EXTRACTED TEXT
%%
Our idea is to inspect reduced (filtered) patterns of local spectral and topological stiffnesses in search for hot spots. One of such patterns is reported in Fig. 2 for two values of the cutoff parameter R_c used to construct the elastic network (see again Eq. (2)). Interestingly, one may easily remark that there is a correspondence between the location of known catalytic sites and stiffness peaks. This finding agrees with observations made by other authors along the same lines^29,59. However, if we now repeat the same analysis with a higher (even if less physical value of R_c), the surprising consequence is that the reduced pattern is sharpened down to a handful of peaks, which seem to much better pinpoint the known functional sites. Note that the observed sharpening of the predictive power implies both the evaporation and the relocation of some peaks. We term this effect altogether cutoff lensing.

The logical questions to ask in view of such findings are (i) whether these effects also characterize the other indicators and (ii) whether there exists an optimum value of R_c, corresponding to the maximum overlap between (generalized) stiffness peaks and catalytic sites, beyond which the patterns get blurred again and one correspondingly loses predictive power. The latter possibility, in particular, seems highly realistic, as one expects sites to be no longer distinguishable (with respect to whatever measure) in nearly fully connected networks.

The results reported in Fig. 3 for a given enzyme seem to reply to the first question in the affirmative: intermediate values of the cutoff appear to be associated with increased predictive power. The reduced connectivity and spectral stiffness profiles suggest that intermediate values of R_c yield a better match between the peaks of the indicator patterns and the annotated sites. The centrality, on the contrary, provides a good match but seems at the same time rather insensitive to changes in the cutoff. It is important to observe that the number of peaks N_p is not constant as a function of R_c. Of course, this information has to be included in the picture if we want to provide a statistical assessment of the predictive power of our indicators as a function of R_c. On the one hand, N_p is expected to increase at high values of R_c for the connectivity and centrality measures, while it seems that stiffness patterns display less and less peaks as the cutoff is made larger.

In order to shed further light on the above-described findings and proceed to a statistical assessment of the ability of our indicators to spotlight function-related sites, we have analyzed a pool of 835 enzyme structures from the Catalytic Site Atlas⁷⁵. The CSA is a major resource in the field of structural biology and provides up-to-date catalytic residue annotation for enzymes in the Protein Data Bank based on experimental structural data. The results of our ensemble analysis are reported in Fig. 4. For each indicator, we have calculated the fraction of catalytic sites that are found within a prescribed distance Δn (in units of residues) along the sequence from a peak. For example, the curves at Δn = 0 indicate the fraction of catalytic sites that coincide with a peak for a given indicator.
%%
Natural-language object grounding data:
%%
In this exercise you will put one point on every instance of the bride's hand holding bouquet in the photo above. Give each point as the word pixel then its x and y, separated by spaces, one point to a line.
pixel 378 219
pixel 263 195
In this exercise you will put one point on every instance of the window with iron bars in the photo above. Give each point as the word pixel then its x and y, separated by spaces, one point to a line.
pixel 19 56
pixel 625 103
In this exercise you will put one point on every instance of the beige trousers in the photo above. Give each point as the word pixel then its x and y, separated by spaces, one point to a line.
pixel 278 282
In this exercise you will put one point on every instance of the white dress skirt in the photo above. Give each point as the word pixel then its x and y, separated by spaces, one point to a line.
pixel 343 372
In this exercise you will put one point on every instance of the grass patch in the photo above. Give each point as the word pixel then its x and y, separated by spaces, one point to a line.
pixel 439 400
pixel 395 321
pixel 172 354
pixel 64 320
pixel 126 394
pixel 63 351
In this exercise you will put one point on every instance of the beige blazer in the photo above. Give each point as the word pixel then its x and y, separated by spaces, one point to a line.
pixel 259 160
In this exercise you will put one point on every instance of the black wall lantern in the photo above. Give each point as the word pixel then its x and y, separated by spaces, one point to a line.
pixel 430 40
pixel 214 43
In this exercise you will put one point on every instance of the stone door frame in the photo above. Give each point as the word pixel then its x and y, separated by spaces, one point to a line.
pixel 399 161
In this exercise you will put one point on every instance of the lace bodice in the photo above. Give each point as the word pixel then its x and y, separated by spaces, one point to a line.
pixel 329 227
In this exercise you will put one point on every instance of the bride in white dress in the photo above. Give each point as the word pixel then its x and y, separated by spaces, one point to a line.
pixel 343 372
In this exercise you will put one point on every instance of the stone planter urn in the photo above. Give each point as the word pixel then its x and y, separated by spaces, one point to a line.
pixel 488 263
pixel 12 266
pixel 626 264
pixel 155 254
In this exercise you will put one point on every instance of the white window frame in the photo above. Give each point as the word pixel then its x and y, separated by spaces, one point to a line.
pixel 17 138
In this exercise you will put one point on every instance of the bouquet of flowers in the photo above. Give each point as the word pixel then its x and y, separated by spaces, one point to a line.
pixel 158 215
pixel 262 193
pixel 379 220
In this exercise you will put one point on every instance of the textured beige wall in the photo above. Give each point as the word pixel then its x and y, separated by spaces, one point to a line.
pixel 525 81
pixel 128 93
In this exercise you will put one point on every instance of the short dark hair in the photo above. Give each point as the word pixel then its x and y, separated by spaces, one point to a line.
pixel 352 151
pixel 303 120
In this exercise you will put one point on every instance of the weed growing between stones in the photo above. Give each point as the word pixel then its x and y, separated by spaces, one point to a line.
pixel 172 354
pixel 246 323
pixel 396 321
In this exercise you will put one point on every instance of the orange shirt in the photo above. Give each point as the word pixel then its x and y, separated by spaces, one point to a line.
%%
WHAT IS NEEDED
Rewrite the stretch of the passage on enzyme stiffness patterns from "In order to" through "a given indicator.", and replace "ensemble analysis" with "collective analysis". These data come from a different source than the passage on enzyme stiffness patterns.

YOUR SOLUTION
In order to shed further light on the above-described findings and proceed to a statistical assessment of the ability of our indicators to spotlight function-related sites, we have analyzed a pool of 835 enzyme structures from the Catalytic Site Atlas⁷⁵. The CSA is a major resource in the field of structural biology and provides up-to-date catalytic residue annotation for enzymes in the Protein Data Bank based on experimental structural data. The results of our collective analysis are reported in Fig. 4. For each indicator, we have calculated the fraction of catalytic sites that are found within a prescribed distance Δn (in units of residues) along the sequence from a peak. For example, the curves at Δn = 0 indicate the fraction of catalytic sites that coincide with a peak for a given indicator.